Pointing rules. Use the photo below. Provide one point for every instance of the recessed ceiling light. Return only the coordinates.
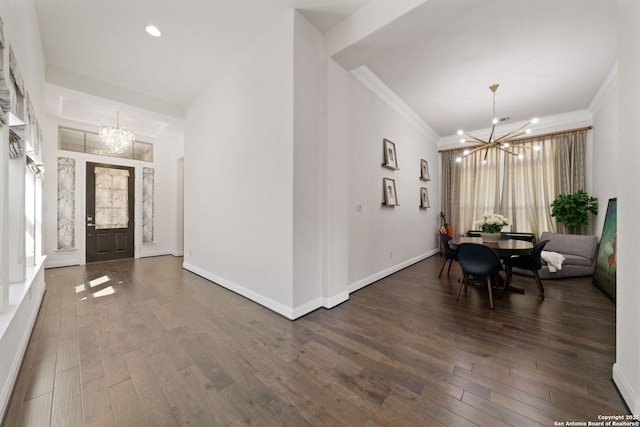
(153, 30)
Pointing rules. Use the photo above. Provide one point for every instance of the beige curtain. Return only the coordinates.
(530, 187)
(520, 189)
(112, 203)
(471, 188)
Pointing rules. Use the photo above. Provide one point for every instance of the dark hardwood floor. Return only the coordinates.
(145, 343)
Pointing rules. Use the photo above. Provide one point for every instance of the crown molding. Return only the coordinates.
(607, 88)
(377, 86)
(546, 124)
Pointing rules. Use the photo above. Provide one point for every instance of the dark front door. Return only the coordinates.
(109, 212)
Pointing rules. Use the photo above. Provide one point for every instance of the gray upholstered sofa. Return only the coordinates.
(580, 252)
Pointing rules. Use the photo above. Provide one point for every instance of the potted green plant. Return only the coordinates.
(572, 210)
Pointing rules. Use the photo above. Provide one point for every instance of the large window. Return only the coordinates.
(520, 189)
(86, 142)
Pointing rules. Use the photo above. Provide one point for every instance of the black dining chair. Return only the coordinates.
(448, 252)
(479, 261)
(532, 262)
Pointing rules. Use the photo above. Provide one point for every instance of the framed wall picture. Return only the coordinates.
(604, 276)
(390, 156)
(424, 198)
(424, 170)
(389, 189)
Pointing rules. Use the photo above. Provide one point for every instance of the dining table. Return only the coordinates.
(505, 248)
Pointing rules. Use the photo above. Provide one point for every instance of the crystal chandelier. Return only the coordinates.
(116, 138)
(501, 143)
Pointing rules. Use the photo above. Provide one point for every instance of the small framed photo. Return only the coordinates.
(389, 189)
(390, 157)
(424, 170)
(424, 198)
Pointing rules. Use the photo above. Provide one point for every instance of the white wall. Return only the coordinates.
(239, 174)
(605, 156)
(336, 186)
(17, 319)
(385, 239)
(308, 95)
(626, 371)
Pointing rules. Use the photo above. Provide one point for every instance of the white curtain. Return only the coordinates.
(112, 198)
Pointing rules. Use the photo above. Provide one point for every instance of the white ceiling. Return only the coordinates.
(549, 56)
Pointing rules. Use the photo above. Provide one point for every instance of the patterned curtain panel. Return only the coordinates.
(112, 204)
(66, 202)
(147, 204)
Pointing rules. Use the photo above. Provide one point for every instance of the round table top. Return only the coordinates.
(505, 247)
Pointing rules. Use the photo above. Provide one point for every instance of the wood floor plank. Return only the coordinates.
(91, 366)
(67, 399)
(96, 405)
(68, 355)
(156, 408)
(36, 412)
(127, 410)
(169, 348)
(113, 364)
(42, 375)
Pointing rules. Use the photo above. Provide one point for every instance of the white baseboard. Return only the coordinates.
(629, 396)
(387, 272)
(296, 312)
(281, 309)
(16, 337)
(62, 263)
(334, 300)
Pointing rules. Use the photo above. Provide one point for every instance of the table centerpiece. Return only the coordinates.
(491, 225)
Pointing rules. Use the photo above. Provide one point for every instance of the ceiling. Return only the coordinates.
(548, 56)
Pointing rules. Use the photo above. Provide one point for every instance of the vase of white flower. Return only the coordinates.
(491, 225)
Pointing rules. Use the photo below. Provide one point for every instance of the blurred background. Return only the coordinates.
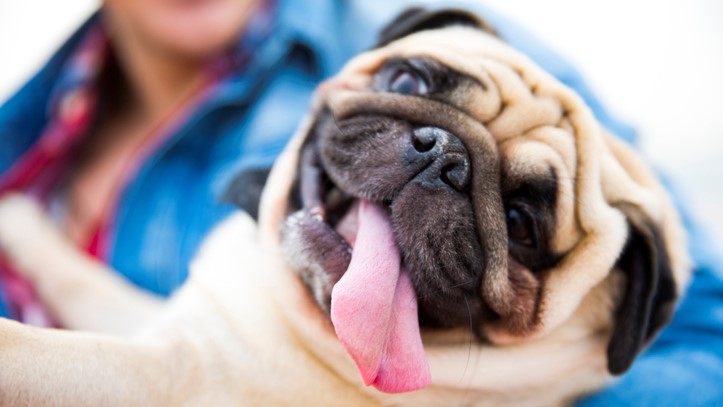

————

**What the task asks**. Leave out the pictures and output the rest of the records exactly.

**Result for this exercise**.
Pointing rules. Use the photo below. Provide one point for every instance of the recessed ceiling light. Return only the coordinates.
(153, 30)
Pointing rules. Use the photo above. Provide one point for every instance of the beige curtain. Return only the coordinates.
(530, 187)
(520, 189)
(112, 203)
(471, 188)
Pointing rules. Use the photo above. Provide one point for every instance of the dark hardwood floor. Return only the coordinates.
(145, 343)
Pointing rules. Use the photo above. Provide one point for every instance of the crown molding. Return only the coordinates.
(607, 88)
(377, 86)
(546, 124)
Pointing rules. Use the photo above. Provide one point for every instance of the dark front door. Return only the coordinates.
(109, 212)
Pointing rules. Use the photo above. Provide one point for every instance of the gray upholstered sofa. Return only the coordinates.
(580, 252)
Pointing rules. Use the photo above. Provide one point for every instance of the potted green plant. Return only the coordinates.
(572, 210)
Pointing rules. Use the photo above. Provide one point for every instance of the large window. Return only the coordinates.
(520, 189)
(86, 142)
Pointing rules. Use the photo above. Provide one point for every instance of the black dining chair. Return only the coordinates.
(448, 252)
(479, 261)
(532, 262)
Pointing rules. Use the photo above. Provide one point for every instance of the framed wall picture. Return only the coordinates.
(604, 276)
(390, 156)
(424, 198)
(424, 170)
(389, 189)
Pointing rules. Use the photo above. Provide one point for every instance of the dining table. Return only the coordinates.
(505, 248)
Pointing rules. Use the photo above. Provide one point for every instance of the crystal chandelier. Return only the coordinates.
(116, 138)
(501, 143)
Pointing rules. Use the photo above. Provide one point for every instance of the small framed photo. Return only the coordinates.
(389, 189)
(390, 157)
(424, 170)
(424, 198)
Pointing rules. Use the photo above. Provide one point for every instance of the white wall. Return only the coordinates.
(239, 174)
(605, 156)
(336, 186)
(17, 319)
(385, 239)
(308, 95)
(626, 371)
Pointing rules. Use the photo above. Provide one point for every instance of the white curtain. Return only the coordinates.
(112, 198)
Pointing rules. Use the photo above. Provide one point for every instance of the white ceiling. Return only the coordinates.
(549, 56)
Pointing rules. Use the photo above. Provide one point for every instance of the patterned curtain panel. Return only the coordinates.
(112, 204)
(66, 202)
(147, 204)
Pointing rules. Use the photo above. Provide one point for every instance of the round table top. Return only the coordinates.
(505, 247)
Pointing rules. Use the photo above. Provide one point for every instance of the wood floor plank. Return only the coordinates.
(91, 366)
(67, 399)
(96, 405)
(68, 355)
(156, 408)
(36, 412)
(127, 410)
(169, 348)
(113, 364)
(42, 375)
Pointing rules. Use the photo above. Provide one point for every instance of the white baseboard. Return only the coordinates.
(629, 396)
(387, 272)
(296, 312)
(281, 309)
(16, 337)
(62, 263)
(334, 300)
Pointing rules. Use the photo above. Provide one point for every instance of the table centerpiece. Return only the coordinates.
(491, 225)
Pointing rules. Use the photo above. Provide one point for every instance of the ceiling. Return only the coordinates.
(548, 56)
Pointing rules. Use the photo above. Provide one point for every instance of the vase of white flower. Return only the coordinates.
(491, 225)
Pointing rules. Use the photo below. Provide one point for every instance of the blurred background. Return only the coordinates.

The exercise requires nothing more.